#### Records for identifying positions
####################
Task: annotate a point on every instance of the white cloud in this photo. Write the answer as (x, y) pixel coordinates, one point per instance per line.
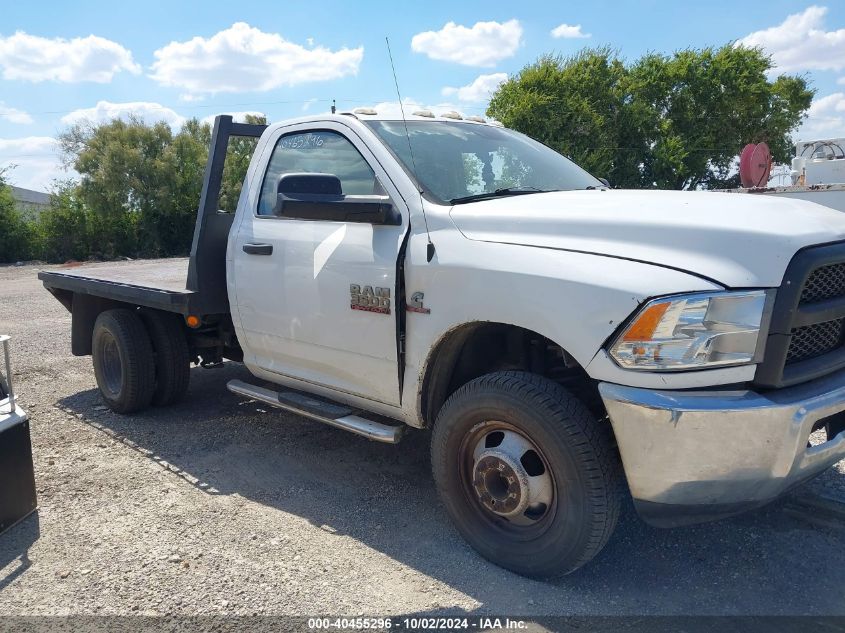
(245, 59)
(106, 111)
(391, 109)
(479, 90)
(191, 98)
(568, 31)
(32, 58)
(34, 160)
(13, 115)
(238, 117)
(801, 43)
(483, 44)
(825, 118)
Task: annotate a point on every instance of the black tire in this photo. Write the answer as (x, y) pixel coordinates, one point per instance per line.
(123, 360)
(172, 357)
(577, 460)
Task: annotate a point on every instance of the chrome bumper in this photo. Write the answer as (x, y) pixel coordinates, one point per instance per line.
(696, 456)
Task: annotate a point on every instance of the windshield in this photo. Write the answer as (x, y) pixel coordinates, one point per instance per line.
(458, 162)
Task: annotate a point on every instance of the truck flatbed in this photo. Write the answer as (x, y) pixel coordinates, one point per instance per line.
(156, 283)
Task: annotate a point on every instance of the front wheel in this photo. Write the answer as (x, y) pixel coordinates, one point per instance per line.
(528, 476)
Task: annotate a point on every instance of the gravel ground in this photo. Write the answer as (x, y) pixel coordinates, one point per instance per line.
(220, 506)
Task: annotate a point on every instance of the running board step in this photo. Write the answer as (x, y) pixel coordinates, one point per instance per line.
(330, 413)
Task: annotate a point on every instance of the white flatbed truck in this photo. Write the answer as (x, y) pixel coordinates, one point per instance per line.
(560, 340)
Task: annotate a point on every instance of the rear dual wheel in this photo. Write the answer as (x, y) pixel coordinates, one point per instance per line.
(528, 476)
(139, 359)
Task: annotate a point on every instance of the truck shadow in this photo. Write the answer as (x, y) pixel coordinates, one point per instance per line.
(383, 496)
(14, 553)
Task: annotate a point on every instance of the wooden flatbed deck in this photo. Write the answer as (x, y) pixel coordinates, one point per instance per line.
(155, 283)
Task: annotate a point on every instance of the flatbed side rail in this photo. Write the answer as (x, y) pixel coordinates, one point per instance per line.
(207, 266)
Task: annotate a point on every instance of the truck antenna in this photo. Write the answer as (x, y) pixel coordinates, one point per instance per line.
(430, 247)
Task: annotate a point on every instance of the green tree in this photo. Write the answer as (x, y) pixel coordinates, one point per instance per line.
(18, 235)
(67, 228)
(664, 121)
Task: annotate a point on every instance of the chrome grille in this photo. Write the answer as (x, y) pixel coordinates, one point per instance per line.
(824, 283)
(814, 340)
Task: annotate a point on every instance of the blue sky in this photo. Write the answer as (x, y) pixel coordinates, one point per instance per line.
(174, 60)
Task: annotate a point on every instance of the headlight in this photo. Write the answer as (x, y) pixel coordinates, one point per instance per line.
(694, 331)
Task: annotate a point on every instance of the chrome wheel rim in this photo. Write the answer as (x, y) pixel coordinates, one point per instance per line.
(508, 477)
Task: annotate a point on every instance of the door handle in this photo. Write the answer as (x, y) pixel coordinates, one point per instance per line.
(258, 249)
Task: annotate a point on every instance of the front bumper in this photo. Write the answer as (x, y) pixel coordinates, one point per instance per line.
(693, 456)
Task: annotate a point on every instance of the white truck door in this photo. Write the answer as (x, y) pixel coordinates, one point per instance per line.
(316, 299)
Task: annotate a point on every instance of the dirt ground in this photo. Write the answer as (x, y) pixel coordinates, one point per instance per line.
(218, 505)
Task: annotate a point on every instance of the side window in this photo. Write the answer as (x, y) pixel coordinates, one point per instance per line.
(319, 151)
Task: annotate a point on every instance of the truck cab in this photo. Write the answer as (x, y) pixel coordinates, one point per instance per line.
(561, 341)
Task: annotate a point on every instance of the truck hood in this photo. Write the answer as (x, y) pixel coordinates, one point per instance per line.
(738, 240)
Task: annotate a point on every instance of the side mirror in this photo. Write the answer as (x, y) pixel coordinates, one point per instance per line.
(320, 197)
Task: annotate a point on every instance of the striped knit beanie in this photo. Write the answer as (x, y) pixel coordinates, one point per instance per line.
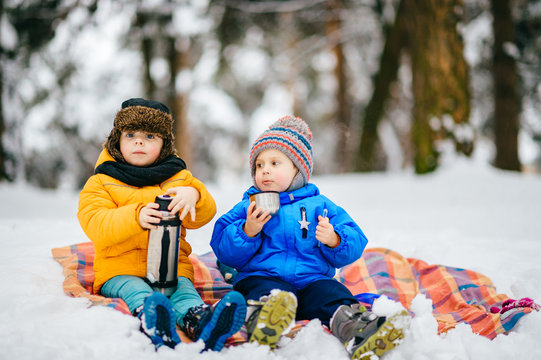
(144, 115)
(292, 136)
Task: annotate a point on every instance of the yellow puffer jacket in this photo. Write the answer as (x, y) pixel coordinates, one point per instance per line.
(109, 213)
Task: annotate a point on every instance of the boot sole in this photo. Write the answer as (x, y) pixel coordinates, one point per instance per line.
(227, 318)
(158, 321)
(276, 315)
(388, 336)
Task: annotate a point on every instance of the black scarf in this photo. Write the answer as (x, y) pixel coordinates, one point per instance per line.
(142, 176)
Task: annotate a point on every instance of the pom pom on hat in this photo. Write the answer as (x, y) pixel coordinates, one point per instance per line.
(144, 115)
(292, 136)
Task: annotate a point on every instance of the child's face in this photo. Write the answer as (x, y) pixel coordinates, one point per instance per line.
(140, 148)
(274, 171)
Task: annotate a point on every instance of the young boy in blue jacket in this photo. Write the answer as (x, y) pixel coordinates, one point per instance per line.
(286, 262)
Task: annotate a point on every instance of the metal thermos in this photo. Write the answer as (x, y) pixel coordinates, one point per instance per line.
(163, 244)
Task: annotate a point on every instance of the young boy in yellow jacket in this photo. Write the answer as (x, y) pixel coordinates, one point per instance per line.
(117, 210)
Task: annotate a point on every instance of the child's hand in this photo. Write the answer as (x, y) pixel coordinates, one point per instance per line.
(325, 232)
(148, 216)
(255, 219)
(185, 198)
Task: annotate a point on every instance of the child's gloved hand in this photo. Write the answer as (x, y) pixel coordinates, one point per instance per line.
(255, 219)
(185, 198)
(325, 232)
(149, 216)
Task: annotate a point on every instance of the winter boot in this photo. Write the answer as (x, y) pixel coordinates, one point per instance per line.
(158, 320)
(214, 325)
(365, 334)
(271, 317)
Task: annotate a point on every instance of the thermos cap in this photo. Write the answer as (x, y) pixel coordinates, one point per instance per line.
(163, 201)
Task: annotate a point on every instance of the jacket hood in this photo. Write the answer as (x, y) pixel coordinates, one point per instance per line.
(288, 197)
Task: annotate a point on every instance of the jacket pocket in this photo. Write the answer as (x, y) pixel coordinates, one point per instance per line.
(305, 240)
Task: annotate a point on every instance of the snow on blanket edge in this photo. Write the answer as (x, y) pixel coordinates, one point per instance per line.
(458, 295)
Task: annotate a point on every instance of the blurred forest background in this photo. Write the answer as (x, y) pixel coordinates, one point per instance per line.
(385, 85)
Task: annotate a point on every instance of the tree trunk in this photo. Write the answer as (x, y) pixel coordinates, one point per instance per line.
(3, 174)
(395, 41)
(342, 153)
(177, 62)
(439, 79)
(506, 98)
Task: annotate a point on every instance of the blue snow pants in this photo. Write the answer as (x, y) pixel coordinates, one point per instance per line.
(318, 300)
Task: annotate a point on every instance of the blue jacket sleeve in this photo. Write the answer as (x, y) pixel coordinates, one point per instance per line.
(352, 239)
(229, 241)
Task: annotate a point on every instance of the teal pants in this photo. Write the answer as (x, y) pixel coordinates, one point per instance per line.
(133, 290)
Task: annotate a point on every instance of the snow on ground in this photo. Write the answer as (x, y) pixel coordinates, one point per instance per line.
(465, 215)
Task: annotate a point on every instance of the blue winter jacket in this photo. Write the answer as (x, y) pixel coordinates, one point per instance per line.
(282, 249)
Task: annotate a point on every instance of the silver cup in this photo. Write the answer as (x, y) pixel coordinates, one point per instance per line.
(268, 200)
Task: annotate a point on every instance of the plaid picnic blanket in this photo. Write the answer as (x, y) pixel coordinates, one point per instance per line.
(458, 295)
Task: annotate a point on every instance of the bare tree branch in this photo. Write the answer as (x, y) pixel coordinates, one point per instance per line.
(271, 6)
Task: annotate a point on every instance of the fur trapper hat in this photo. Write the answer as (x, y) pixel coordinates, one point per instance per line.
(144, 115)
(292, 136)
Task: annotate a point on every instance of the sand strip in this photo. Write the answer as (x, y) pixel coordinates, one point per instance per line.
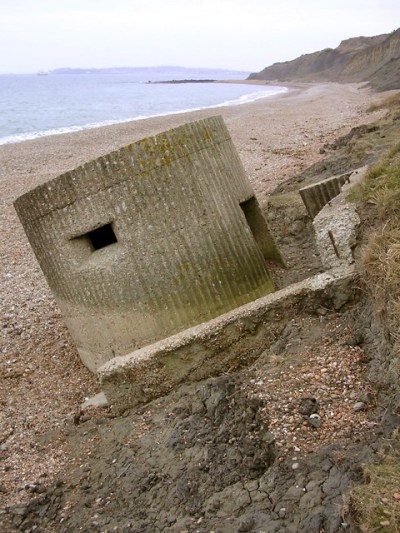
(42, 381)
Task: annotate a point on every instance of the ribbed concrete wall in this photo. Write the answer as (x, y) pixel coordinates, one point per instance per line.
(317, 195)
(177, 246)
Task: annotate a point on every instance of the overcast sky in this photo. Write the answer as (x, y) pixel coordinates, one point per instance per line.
(233, 34)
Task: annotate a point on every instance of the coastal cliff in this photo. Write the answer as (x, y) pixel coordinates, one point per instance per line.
(360, 59)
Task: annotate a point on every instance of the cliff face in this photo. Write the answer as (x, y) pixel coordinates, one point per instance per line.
(373, 59)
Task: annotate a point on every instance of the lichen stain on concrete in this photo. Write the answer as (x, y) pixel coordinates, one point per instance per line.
(150, 240)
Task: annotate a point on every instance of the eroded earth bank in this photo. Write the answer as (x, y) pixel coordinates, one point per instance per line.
(275, 446)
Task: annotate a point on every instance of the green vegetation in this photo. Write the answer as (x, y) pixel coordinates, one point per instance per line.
(380, 258)
(376, 504)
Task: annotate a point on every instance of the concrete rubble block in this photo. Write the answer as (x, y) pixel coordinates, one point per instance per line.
(223, 344)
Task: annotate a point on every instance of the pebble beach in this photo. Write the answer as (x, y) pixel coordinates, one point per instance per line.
(42, 381)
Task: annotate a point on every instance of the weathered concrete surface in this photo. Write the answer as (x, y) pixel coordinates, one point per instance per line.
(336, 234)
(149, 240)
(317, 195)
(335, 227)
(224, 344)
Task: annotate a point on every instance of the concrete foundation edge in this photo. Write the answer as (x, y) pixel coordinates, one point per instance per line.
(225, 344)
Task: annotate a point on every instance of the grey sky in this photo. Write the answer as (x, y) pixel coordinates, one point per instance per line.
(234, 34)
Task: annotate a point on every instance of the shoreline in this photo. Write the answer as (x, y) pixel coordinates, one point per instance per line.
(42, 381)
(31, 136)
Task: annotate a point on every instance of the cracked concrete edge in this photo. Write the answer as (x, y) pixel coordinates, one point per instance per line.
(336, 224)
(225, 344)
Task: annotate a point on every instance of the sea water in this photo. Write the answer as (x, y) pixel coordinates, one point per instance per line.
(34, 105)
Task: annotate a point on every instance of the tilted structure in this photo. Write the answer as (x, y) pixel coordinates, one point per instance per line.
(150, 239)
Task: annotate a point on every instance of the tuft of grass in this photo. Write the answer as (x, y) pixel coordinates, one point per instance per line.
(375, 505)
(381, 185)
(390, 102)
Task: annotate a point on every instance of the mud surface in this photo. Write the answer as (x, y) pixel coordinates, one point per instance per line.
(199, 460)
(204, 458)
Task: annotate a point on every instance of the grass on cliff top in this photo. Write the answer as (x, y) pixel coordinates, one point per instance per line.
(380, 258)
(376, 504)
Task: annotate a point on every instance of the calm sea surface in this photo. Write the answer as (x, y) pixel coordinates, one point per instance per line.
(35, 105)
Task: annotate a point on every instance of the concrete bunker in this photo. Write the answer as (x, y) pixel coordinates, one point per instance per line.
(150, 240)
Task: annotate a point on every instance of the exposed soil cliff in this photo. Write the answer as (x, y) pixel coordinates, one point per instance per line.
(360, 59)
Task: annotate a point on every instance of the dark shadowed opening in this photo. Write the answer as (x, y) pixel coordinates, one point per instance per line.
(260, 230)
(101, 237)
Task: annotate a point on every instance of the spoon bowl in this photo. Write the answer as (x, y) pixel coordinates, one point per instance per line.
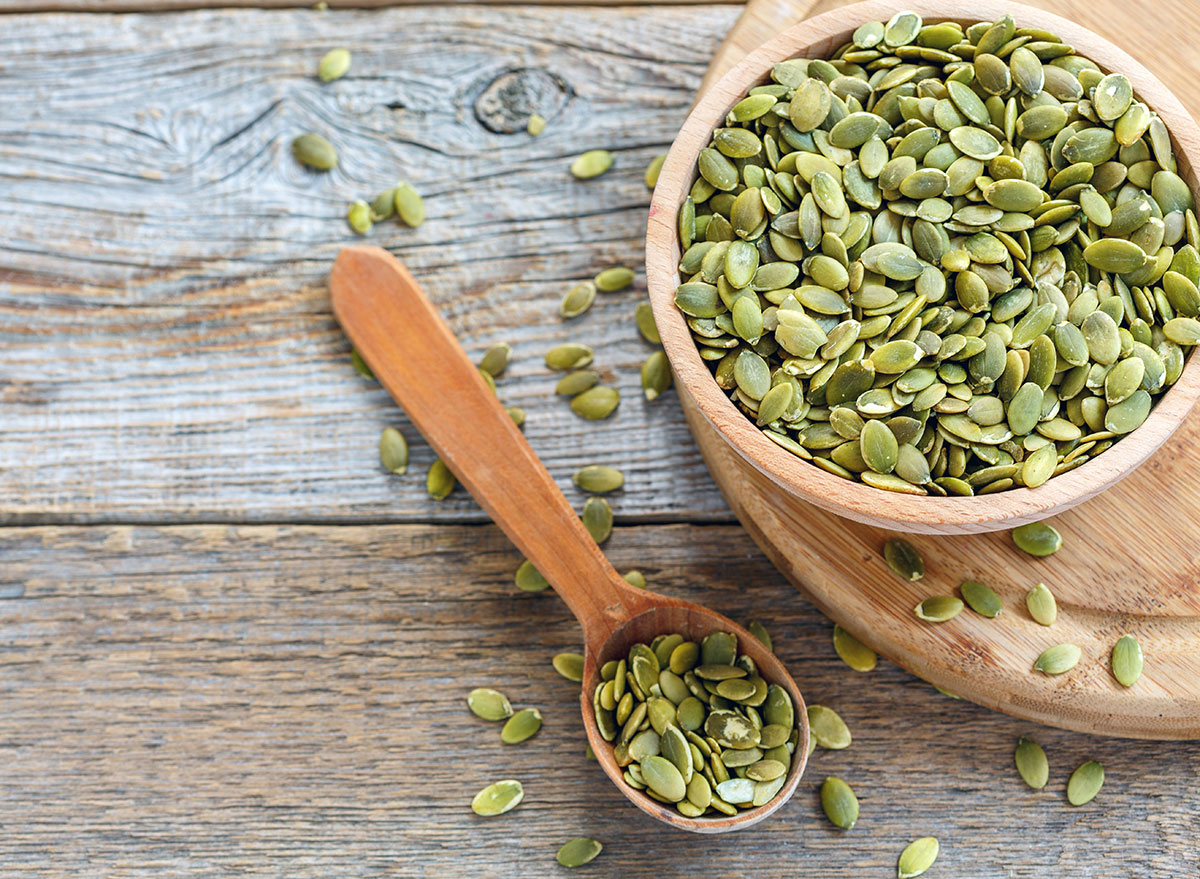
(415, 357)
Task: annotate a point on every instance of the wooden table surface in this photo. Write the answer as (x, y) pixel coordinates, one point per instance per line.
(229, 643)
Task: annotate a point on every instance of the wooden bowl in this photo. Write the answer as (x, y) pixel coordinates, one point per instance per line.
(718, 425)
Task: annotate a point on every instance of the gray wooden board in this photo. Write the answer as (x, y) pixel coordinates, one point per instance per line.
(167, 350)
(262, 700)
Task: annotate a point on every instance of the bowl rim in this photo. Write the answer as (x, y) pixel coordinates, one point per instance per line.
(851, 498)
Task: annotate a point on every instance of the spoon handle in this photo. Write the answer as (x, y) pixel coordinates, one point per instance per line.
(417, 358)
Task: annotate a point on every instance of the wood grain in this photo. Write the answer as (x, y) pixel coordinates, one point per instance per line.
(166, 342)
(252, 700)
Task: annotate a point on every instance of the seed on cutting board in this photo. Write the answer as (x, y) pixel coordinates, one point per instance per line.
(439, 482)
(655, 375)
(599, 479)
(939, 609)
(393, 450)
(1059, 659)
(615, 279)
(1042, 604)
(827, 728)
(948, 235)
(496, 359)
(522, 725)
(335, 65)
(1127, 661)
(358, 216)
(917, 857)
(1031, 763)
(529, 579)
(569, 665)
(315, 151)
(853, 652)
(577, 299)
(498, 797)
(595, 404)
(598, 518)
(1037, 539)
(592, 163)
(489, 704)
(579, 851)
(1085, 783)
(839, 802)
(904, 560)
(409, 205)
(570, 356)
(981, 598)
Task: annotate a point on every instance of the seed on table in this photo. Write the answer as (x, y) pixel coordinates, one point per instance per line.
(1127, 661)
(1042, 604)
(579, 851)
(599, 479)
(521, 727)
(498, 797)
(393, 450)
(592, 163)
(439, 482)
(917, 857)
(315, 151)
(1037, 539)
(335, 65)
(1085, 783)
(853, 652)
(1031, 763)
(489, 704)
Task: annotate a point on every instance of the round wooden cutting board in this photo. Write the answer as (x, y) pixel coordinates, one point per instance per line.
(1129, 563)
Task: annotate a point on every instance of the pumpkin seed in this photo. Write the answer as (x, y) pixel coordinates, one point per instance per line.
(1085, 783)
(393, 450)
(1031, 763)
(315, 151)
(1059, 659)
(1127, 661)
(498, 797)
(489, 704)
(853, 652)
(1042, 604)
(334, 65)
(592, 163)
(917, 857)
(579, 851)
(839, 802)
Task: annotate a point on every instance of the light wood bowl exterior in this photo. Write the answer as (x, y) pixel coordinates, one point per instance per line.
(715, 422)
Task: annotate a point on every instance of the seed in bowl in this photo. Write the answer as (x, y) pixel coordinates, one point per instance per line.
(694, 725)
(947, 261)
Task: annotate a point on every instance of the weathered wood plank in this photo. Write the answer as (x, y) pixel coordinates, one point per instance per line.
(166, 344)
(211, 700)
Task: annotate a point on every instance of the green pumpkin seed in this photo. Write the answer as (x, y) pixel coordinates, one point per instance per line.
(839, 802)
(489, 704)
(1085, 783)
(1127, 661)
(1031, 763)
(579, 851)
(1059, 659)
(853, 652)
(592, 163)
(498, 797)
(917, 857)
(315, 151)
(393, 450)
(334, 65)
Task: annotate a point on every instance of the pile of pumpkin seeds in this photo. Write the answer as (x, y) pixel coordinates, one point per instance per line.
(946, 261)
(695, 725)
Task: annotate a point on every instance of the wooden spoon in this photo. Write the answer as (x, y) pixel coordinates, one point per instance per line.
(415, 357)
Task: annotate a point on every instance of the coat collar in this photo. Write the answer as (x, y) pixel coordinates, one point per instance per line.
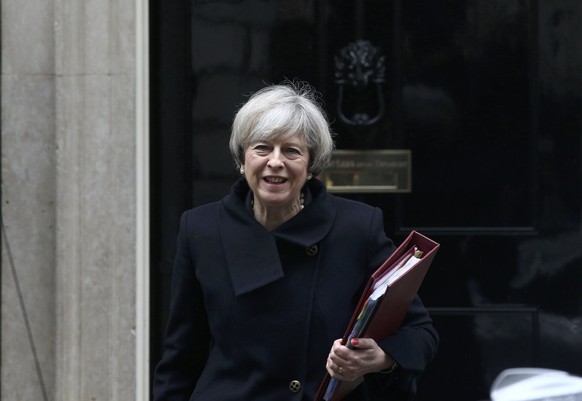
(251, 251)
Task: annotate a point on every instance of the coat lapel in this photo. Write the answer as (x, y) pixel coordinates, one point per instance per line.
(251, 251)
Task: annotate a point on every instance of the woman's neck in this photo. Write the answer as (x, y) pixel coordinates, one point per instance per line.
(273, 217)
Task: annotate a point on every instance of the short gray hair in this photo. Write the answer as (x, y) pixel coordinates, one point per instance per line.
(280, 111)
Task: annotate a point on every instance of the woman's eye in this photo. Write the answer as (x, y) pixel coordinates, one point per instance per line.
(293, 151)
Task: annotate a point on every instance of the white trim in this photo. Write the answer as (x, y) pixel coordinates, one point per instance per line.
(142, 306)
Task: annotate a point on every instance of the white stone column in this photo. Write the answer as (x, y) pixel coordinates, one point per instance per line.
(96, 199)
(28, 201)
(69, 204)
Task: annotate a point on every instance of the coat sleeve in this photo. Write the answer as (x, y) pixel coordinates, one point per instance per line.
(187, 336)
(413, 345)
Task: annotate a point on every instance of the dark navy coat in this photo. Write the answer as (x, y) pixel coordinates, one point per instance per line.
(254, 313)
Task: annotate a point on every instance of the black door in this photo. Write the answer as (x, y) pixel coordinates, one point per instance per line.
(487, 97)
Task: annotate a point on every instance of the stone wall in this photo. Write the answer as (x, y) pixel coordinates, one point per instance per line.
(69, 200)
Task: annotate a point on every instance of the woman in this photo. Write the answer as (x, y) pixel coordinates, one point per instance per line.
(265, 280)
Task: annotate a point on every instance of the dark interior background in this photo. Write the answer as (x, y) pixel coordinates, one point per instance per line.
(487, 96)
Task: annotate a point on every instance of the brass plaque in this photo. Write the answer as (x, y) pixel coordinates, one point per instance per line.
(383, 170)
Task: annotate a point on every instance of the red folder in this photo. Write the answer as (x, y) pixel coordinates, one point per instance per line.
(385, 301)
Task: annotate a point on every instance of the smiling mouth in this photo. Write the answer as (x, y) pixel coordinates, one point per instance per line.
(274, 180)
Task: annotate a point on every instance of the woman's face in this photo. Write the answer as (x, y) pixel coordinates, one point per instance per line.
(276, 170)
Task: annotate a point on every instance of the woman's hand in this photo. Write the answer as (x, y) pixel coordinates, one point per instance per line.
(365, 357)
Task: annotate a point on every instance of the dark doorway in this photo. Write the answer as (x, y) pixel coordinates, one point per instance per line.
(487, 97)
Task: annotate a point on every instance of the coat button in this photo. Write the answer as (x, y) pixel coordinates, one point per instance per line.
(311, 251)
(295, 386)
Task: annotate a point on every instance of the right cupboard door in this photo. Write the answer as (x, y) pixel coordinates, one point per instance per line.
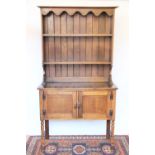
####################
#### WHAT TO DO
Count the lines of the material above that contain the string "yellow", and reply with the number alone.

#### SOLUTION
2